● Problema planteado 1
En el fragmento sobre el astrónomo chileno que busca cuásares, ¿quién descubrió las enanas café y en qué año?
● Problema planteado 2
Anota cada número escrito con dígitos (no con letras) en el fragmento sobre el astrónomo chileno que busca cuásares, junto con las palabras que lo acompañan.
● Problema planteado 3
Sigue escribiendo el fragmento sobre el astrónomo chileno que busca cuásares a partir de su última oración.

● Fragmento proporcionado
※

Lo que entendió el astrónomo chileno en su paso por Alemania, y que hoy sigue desarrollando en su posdoctorado en el prestigioso programa Carnegie-Princeton, fue algo sencillo, casi elemental: que si quería rastrear una luz tan remota como para viajar 13 mil millones de años hasta nosotros, no tenía mucho sentido dedicarse a buscarla en el cielo. Lo que necesitaba era distinguirla de todas las otras luces  que llegan a nosotros desde todas las edades y rincones del tiempo. Para eso, pensó, nada podía ser mejor que un algoritmo. Al igual que el sonido de una ambulancia se vuelve cada vez más grave a medida que se aleja —por lo que llamamos el “efecto Doppler”—, la luz que se va distanciando se vuelve cada vez más roja. Por eso, en un universo en expansión, una luz tan antigua debía ser la más roja de todo el cielo.

Con ese método, escribiendo algoritmos capaces de bucear en la información que arrojan los telescopios de todo el mundo, Eduardo fue capaz de aprender a observar entre cadenas casi infinitas de unos y ceros el casi infinito universo. En términos muy simples, lo que escribía en su computador eran matemáticas capaces de buscar el color rojo. Así fueron apareciendo los cuásares, que iba comprobando en las pocas noches al año en las que subía a un telescopio, casi siempre en el cerro Las Campanas. Lo más difícil fue aprender a distinguirlas de las molestas enanas café, unos cuerpos estelares extraños descubiertos por María Teresa Ruiz en 1997, que no son estrellas ni planetas, y que a corta distancia arrojan rojos similares a los de un cuásar lejano. Y que, para peor, están regados por el cielo en una proporción de mil a uno.

Convertido en uno de los mejores cazadores de agujeros negros del mundo, el astrónomo entendió que su desafío estaba en aprender a mirar más lejos que cualquiera. Durante el día se encerraba frente al computador a escribir códigos para sus algoritmos, y por las noches a veces encontraba las soluciones en sueños. En septiembre de 2016, al fin, le propuso a sus jefes en Carnegie-Princeton ir por todo: les dijo que necesitaba tres noches en el observatorio Las Campanas para buscar el cuásar más antiguo del universo. Anterior, incluso, al más viejo conocido hasta entonces, de 770 millones de años después del Big Bang.

※

[Registros del conjunto de datos]
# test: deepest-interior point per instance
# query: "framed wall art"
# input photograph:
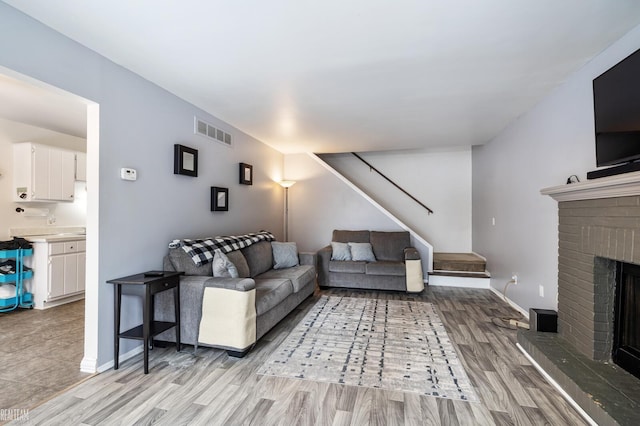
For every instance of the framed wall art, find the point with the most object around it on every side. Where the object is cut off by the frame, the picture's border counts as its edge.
(219, 199)
(246, 174)
(185, 160)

※

● Respuesta 1
María Teresa Ruiz, en 1997.

● Respuesta 2
- 13 mil millones de años
- 1997
- septiembre de 2016
- 770 millones de años

● Respuesta 3
Era riesgoso, porque era poco probable que en tan poco tiempo el universo hubiera podido crear tanta materia como para un agujero negro de esa magnitud —lo que significaría poner en jaque nuestros modelos de formación de galaxias—, pero sus tutores le permitieron que lo intentara. Tenía identificada una porción del cielo en donde, pensaba, podía estar su objetivo, y tres centenares de puntos posibles que, con suerte, darían un vuelco a la historia.

Seis meses después tomó un avión rumbo a Chile junto a su colaborador Daniel Stern, y en Las Campanas se les unió el operador Jorge Araya. Pasaron dos noches intensas, hasta las siete de la mañana, buscando entre las luces. Fue recién en la última madrugada, la del jueves 9 de marzo de 2017, cuando el telescopio miró el rojo más intenso del cielo que conocemos.

 

***

 

—Dejen de observar, tenemos un ganador —dijo Eduardo, y se quedó ensimismado.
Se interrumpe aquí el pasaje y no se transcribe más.